Data entries
* BEGIN *

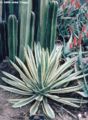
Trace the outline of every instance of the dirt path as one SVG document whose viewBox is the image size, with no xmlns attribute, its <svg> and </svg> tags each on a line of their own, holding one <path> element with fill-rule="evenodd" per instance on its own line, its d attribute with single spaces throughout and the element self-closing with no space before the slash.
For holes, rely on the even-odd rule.
<svg viewBox="0 0 88 120">
<path fill-rule="evenodd" d="M 0 120 L 29 120 L 26 113 L 28 108 L 13 109 L 11 105 L 7 102 L 9 98 L 14 95 L 12 93 L 6 92 L 0 89 Z M 63 115 L 61 118 L 56 118 L 56 120 L 74 120 L 68 115 Z M 88 120 L 88 113 L 86 118 L 80 118 L 79 120 Z"/>
</svg>

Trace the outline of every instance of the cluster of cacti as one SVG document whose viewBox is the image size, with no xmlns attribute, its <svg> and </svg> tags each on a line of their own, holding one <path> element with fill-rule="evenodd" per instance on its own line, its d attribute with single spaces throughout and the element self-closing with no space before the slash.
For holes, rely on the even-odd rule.
<svg viewBox="0 0 88 120">
<path fill-rule="evenodd" d="M 33 48 L 34 41 L 40 42 L 43 48 L 49 48 L 51 52 L 56 39 L 58 3 L 52 0 L 21 0 L 17 18 L 14 14 L 13 1 L 10 0 L 11 3 L 8 5 L 8 16 L 3 17 L 7 24 L 5 31 L 8 33 L 6 40 L 9 58 L 14 61 L 14 56 L 17 55 L 23 60 L 24 46 L 28 44 Z M 3 14 L 6 14 L 6 6 L 4 4 L 3 6 Z"/>
</svg>

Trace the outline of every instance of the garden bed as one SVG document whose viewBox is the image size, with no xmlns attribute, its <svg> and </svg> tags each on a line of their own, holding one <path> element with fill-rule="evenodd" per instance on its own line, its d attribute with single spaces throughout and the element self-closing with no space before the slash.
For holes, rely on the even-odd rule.
<svg viewBox="0 0 88 120">
<path fill-rule="evenodd" d="M 3 61 L 0 64 L 0 70 L 7 71 L 13 75 L 16 75 L 16 71 L 10 65 L 8 60 Z M 3 84 L 3 83 L 2 83 Z M 15 95 L 17 97 L 17 95 Z M 8 103 L 8 99 L 14 98 L 14 94 L 10 92 L 6 92 L 3 89 L 0 89 L 0 120 L 29 120 L 28 108 L 29 106 L 25 106 L 19 109 L 13 109 L 11 105 Z M 58 108 L 56 106 L 56 108 Z M 71 108 L 70 108 L 71 109 Z M 55 120 L 88 120 L 88 106 L 82 106 L 80 110 L 71 109 L 71 112 L 77 117 L 73 118 L 70 116 L 64 109 L 59 108 L 56 109 L 58 116 Z"/>
</svg>

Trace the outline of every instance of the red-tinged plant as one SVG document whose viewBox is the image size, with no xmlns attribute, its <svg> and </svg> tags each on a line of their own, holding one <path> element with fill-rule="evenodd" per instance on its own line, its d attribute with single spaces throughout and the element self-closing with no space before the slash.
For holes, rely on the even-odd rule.
<svg viewBox="0 0 88 120">
<path fill-rule="evenodd" d="M 80 4 L 79 1 L 76 1 L 76 2 L 75 2 L 75 7 L 76 7 L 76 9 L 79 9 L 79 8 L 81 7 L 81 4 Z"/>
<path fill-rule="evenodd" d="M 73 45 L 74 46 L 77 46 L 77 38 L 74 36 L 74 38 L 73 38 Z"/>
<path fill-rule="evenodd" d="M 86 28 L 86 25 L 83 25 L 82 26 L 82 32 L 86 32 L 87 28 Z"/>
<path fill-rule="evenodd" d="M 70 49 L 72 49 L 73 48 L 73 44 L 72 43 L 70 43 Z"/>
</svg>

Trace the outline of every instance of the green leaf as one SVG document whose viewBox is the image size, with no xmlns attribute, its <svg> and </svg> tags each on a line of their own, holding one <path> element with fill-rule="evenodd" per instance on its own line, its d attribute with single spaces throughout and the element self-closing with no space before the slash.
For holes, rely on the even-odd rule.
<svg viewBox="0 0 88 120">
<path fill-rule="evenodd" d="M 30 116 L 36 114 L 36 112 L 38 111 L 39 105 L 40 105 L 40 102 L 39 101 L 35 101 L 35 103 L 30 108 Z"/>
<path fill-rule="evenodd" d="M 33 102 L 35 100 L 36 96 L 32 96 L 29 98 L 24 98 L 24 99 L 15 99 L 15 100 L 9 100 L 10 103 L 13 104 L 13 108 L 18 108 L 18 107 L 23 107 L 31 102 Z"/>
<path fill-rule="evenodd" d="M 55 119 L 55 113 L 53 111 L 53 109 L 51 108 L 51 106 L 48 104 L 47 100 L 43 100 L 43 107 L 44 107 L 44 112 L 45 114 L 51 118 L 51 119 Z"/>
</svg>

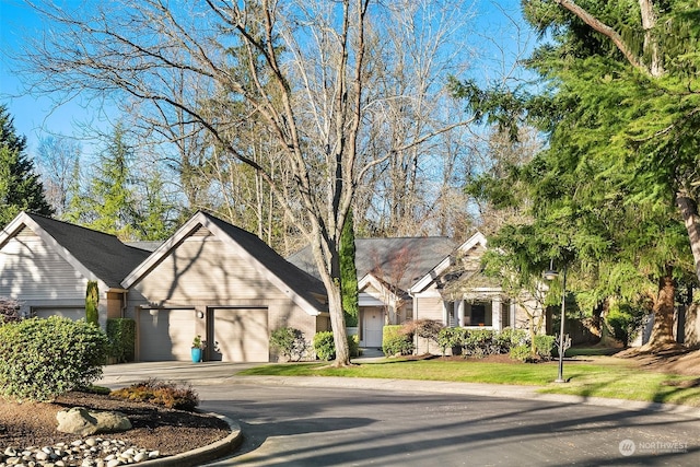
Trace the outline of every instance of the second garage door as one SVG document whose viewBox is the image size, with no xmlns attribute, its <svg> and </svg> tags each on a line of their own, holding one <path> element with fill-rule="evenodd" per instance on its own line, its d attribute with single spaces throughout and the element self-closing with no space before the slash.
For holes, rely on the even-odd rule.
<svg viewBox="0 0 700 467">
<path fill-rule="evenodd" d="M 194 310 L 140 310 L 139 360 L 191 360 Z"/>
<path fill-rule="evenodd" d="M 270 359 L 267 308 L 210 310 L 211 360 L 268 362 Z"/>
</svg>

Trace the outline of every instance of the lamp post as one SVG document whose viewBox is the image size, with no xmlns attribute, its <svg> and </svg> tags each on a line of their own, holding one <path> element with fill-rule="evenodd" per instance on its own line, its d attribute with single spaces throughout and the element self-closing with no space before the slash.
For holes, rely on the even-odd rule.
<svg viewBox="0 0 700 467">
<path fill-rule="evenodd" d="M 552 281 L 559 277 L 559 272 L 552 268 L 552 264 L 549 265 L 549 270 L 544 273 L 545 279 Z M 557 342 L 557 349 L 559 350 L 559 374 L 555 383 L 565 383 L 564 380 L 564 352 L 571 347 L 571 340 L 564 339 L 564 318 L 565 318 L 565 305 L 567 305 L 567 266 L 564 265 L 561 278 L 561 323 L 559 324 L 559 342 Z"/>
</svg>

* END *

Arrange every line of the data above as a Markdown table with the columns Row and Line, numbering each row and leaving out blank lines. Omit the pictures from the table.

Worked answer:
| Row | Line |
|---|---|
| 1 | Trace the outline of every instance of the dirt path as one SVG document whose viewBox is the image size, with no xmlns attribute, its <svg> and </svg> tags each on a line of their own, holding one <path> element with fill-rule="evenodd" per instance on its own line, its d attribute with single spaces throughout and the element self-closing with no space before the slash. |
| 2 | For holes, rely on the even-odd rule. |
| 3 | <svg viewBox="0 0 88 120"> |
| 4 | <path fill-rule="evenodd" d="M 0 120 L 29 120 L 26 113 L 28 108 L 13 109 L 11 105 L 7 102 L 9 98 L 14 95 L 12 93 L 6 92 L 0 89 Z M 63 115 L 61 118 L 56 118 L 56 120 L 74 120 L 68 115 Z M 88 120 L 88 113 L 86 118 L 80 118 L 79 120 Z"/> |
| 5 | </svg> |
| 6 | Trace the outline of every instance of the cluster of cacti as one SVG document whose viewBox is the image size, with no xmlns attribute, its <svg> and </svg> tags each on a line of their own, holding one <path> element with fill-rule="evenodd" per instance on its own line, its d attribute with single spaces throughout and the element self-closing with no space before the slash. |
| 7 | For holes, rely on the even-odd rule. |
| 8 | <svg viewBox="0 0 88 120"> |
| 9 | <path fill-rule="evenodd" d="M 33 48 L 34 41 L 40 42 L 43 48 L 49 48 L 51 52 L 56 39 L 58 3 L 52 0 L 21 0 L 17 18 L 14 14 L 13 1 L 10 0 L 11 3 L 8 5 L 8 16 L 3 17 L 7 24 L 5 31 L 8 33 L 6 40 L 9 58 L 14 61 L 14 56 L 17 55 L 23 60 L 24 46 L 28 44 Z M 3 14 L 6 14 L 6 6 L 4 4 L 3 6 Z"/> |
| 10 | </svg> |
| 11 | Trace the outline of every instance of the garden bed as one SVG document whose viewBox is the image size, with no xmlns attribute, its <svg> and </svg> tags each on a line of their own, holding one <path> element with fill-rule="evenodd" per instance on its own line, its d attribute with single spaces throughout and the element self-closing with no space before the slash. |
| 12 | For holes, rely on the even-odd rule. |
| 13 | <svg viewBox="0 0 88 120"> |
| 14 | <path fill-rule="evenodd" d="M 3 61 L 0 64 L 0 70 L 7 71 L 13 75 L 16 75 L 16 71 L 10 65 L 8 60 Z M 3 84 L 3 83 L 2 83 Z M 15 95 L 17 97 L 17 95 Z M 8 103 L 8 99 L 14 98 L 14 94 L 10 92 L 6 92 L 3 89 L 0 89 L 0 120 L 29 120 L 28 108 L 29 106 L 25 106 L 19 109 L 13 109 L 11 105 Z M 58 108 L 56 106 L 56 108 Z M 71 108 L 70 108 L 71 109 Z M 55 120 L 88 120 L 88 106 L 82 106 L 80 110 L 71 109 L 71 112 L 77 117 L 73 118 L 70 116 L 64 109 L 59 108 L 56 109 L 58 116 Z"/> |
| 15 | </svg> |
| 16 | Trace the outline of every instance of the red-tinged plant as one SVG document whose viewBox is the image size, with no xmlns attribute, its <svg> and </svg> tags each on a line of their own, holding one <path> element with fill-rule="evenodd" per instance on its own line, its d attribute with single spaces throughout and the element self-closing with no space before the slash. |
| 17 | For holes, rely on the even-odd rule. |
| 18 | <svg viewBox="0 0 88 120"> |
| 19 | <path fill-rule="evenodd" d="M 80 4 L 79 1 L 76 1 L 76 2 L 75 2 L 75 7 L 76 7 L 76 9 L 79 9 L 79 8 L 81 7 L 81 4 Z"/> |
| 20 | <path fill-rule="evenodd" d="M 73 45 L 74 46 L 77 46 L 77 38 L 74 36 L 74 38 L 73 38 Z"/> |
| 21 | <path fill-rule="evenodd" d="M 86 28 L 86 25 L 83 25 L 82 26 L 82 32 L 86 32 L 87 28 Z"/> |
| 22 | <path fill-rule="evenodd" d="M 70 49 L 72 49 L 73 48 L 73 44 L 72 43 L 70 43 Z"/> |
| 23 | </svg> |
| 24 | Trace the outline of every instance of the green leaf as one SVG document whose viewBox is the image size, with no xmlns attribute, its <svg> and </svg> tags each on a line of their own, holding one <path> element with fill-rule="evenodd" per instance on its own line, its d attribute with single spaces throughout and the element self-closing with no space before the slash. |
| 25 | For holes, rely on the even-odd rule. |
| 26 | <svg viewBox="0 0 88 120"> |
| 27 | <path fill-rule="evenodd" d="M 30 116 L 36 114 L 36 112 L 38 111 L 39 105 L 40 105 L 40 102 L 39 101 L 35 101 L 35 103 L 30 108 Z"/> |
| 28 | <path fill-rule="evenodd" d="M 33 102 L 35 100 L 36 96 L 32 96 L 29 98 L 24 98 L 24 99 L 15 99 L 15 100 L 9 100 L 10 103 L 13 104 L 13 108 L 18 108 L 18 107 L 23 107 L 31 102 Z"/> |
| 29 | <path fill-rule="evenodd" d="M 55 119 L 55 113 L 53 111 L 53 109 L 51 108 L 51 106 L 48 104 L 47 100 L 43 100 L 43 107 L 44 107 L 44 112 L 45 114 L 51 118 L 51 119 Z"/> |
| 30 | </svg> |
| 31 | Trace the outline of every instance of the second garage door as one SVG document whose viewBox is the image size, with no xmlns attribute, its <svg> and </svg> tags each on a line of their own, holding one <path> element with fill-rule="evenodd" per instance on its own line, its d attribute with single spaces throughout and the element self-closing with no space before the slash. |
| 32 | For holes, rely on the even-odd rule. |
| 33 | <svg viewBox="0 0 700 467"> |
| 34 | <path fill-rule="evenodd" d="M 194 310 L 140 310 L 139 360 L 191 360 Z"/> |
| 35 | <path fill-rule="evenodd" d="M 270 359 L 267 308 L 210 310 L 211 360 L 268 362 Z"/> |
| 36 | </svg> |
| 37 | Trace the outline of every instance of the lamp post as one SVG document whose viewBox is the image size, with no xmlns attribute, its <svg> and </svg> tags each on a line of their own, holding one <path> element with fill-rule="evenodd" per instance on its own line, its d attribute with single spaces throughout and the element self-closing with no space before the slash. |
| 38 | For holes, rely on the even-odd rule. |
| 39 | <svg viewBox="0 0 700 467"> |
| 40 | <path fill-rule="evenodd" d="M 552 281 L 559 277 L 559 272 L 552 268 L 552 264 L 549 265 L 549 270 L 544 273 L 545 279 Z M 557 342 L 557 349 L 559 350 L 559 374 L 555 383 L 565 383 L 564 380 L 564 352 L 571 347 L 571 340 L 564 339 L 564 318 L 565 318 L 565 305 L 567 305 L 567 266 L 564 265 L 561 278 L 561 323 L 559 324 L 559 342 Z"/> |
| 41 | </svg> |